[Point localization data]
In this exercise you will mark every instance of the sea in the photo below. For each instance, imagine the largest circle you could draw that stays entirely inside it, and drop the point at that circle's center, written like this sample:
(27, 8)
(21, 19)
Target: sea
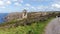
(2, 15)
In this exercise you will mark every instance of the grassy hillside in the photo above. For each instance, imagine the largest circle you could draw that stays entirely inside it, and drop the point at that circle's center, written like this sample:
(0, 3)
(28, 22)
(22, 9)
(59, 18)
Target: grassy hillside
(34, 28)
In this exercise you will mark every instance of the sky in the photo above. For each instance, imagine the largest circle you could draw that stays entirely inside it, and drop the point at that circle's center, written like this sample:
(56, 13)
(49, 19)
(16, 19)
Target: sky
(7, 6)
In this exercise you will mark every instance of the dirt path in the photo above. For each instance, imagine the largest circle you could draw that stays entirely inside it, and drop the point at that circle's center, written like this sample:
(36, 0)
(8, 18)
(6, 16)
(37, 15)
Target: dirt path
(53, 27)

* * *

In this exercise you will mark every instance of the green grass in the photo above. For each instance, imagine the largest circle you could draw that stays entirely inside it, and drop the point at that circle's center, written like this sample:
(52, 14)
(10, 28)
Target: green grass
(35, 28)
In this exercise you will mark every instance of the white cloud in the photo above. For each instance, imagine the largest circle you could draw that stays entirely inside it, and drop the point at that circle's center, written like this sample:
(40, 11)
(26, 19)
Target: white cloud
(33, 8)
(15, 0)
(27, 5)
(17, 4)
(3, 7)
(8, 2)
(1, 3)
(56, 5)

**PROBLEM TO WORK ON**
Only one number is needed: please count the lines of the entries above in which the string "imagine" occurs.

**OUTPUT FOR THIS EXERCISE**
6